▶ _WHAT IS EXPECTED_
Count the lines of the listing below that contain the string "book", treating uppercase and lowercase as different, and reply with the number alone.

--

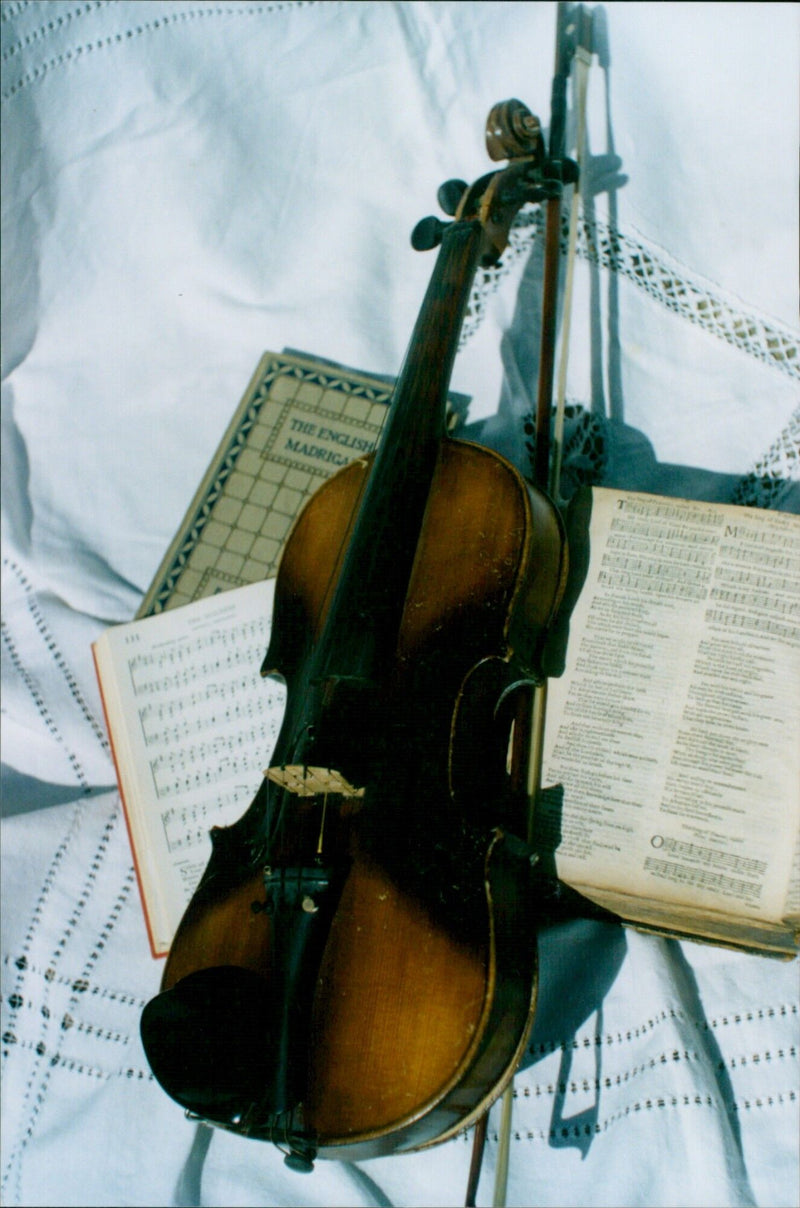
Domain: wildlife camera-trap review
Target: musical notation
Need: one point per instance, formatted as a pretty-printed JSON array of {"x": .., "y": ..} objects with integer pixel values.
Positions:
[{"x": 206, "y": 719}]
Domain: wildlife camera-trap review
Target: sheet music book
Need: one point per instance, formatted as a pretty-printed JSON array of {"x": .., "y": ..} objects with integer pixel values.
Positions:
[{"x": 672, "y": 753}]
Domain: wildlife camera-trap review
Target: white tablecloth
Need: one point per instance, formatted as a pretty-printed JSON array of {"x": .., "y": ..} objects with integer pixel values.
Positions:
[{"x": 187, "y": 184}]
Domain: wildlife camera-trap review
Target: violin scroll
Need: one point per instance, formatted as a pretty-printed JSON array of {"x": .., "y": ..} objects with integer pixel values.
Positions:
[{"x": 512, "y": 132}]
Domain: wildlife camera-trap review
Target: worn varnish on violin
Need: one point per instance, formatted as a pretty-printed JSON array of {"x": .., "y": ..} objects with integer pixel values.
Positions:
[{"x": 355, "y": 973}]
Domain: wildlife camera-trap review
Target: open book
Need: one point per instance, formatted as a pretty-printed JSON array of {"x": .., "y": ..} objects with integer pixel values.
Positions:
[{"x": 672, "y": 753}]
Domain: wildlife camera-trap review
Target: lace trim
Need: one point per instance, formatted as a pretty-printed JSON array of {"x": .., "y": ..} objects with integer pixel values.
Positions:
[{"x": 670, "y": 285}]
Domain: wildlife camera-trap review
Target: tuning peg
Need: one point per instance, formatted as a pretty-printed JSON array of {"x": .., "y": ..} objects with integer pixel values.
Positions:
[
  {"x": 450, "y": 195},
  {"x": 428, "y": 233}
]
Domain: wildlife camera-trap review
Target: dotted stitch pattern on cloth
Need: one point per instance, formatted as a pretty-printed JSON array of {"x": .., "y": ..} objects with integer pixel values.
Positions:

--

▶ _COMPLETE RESPONSE_
2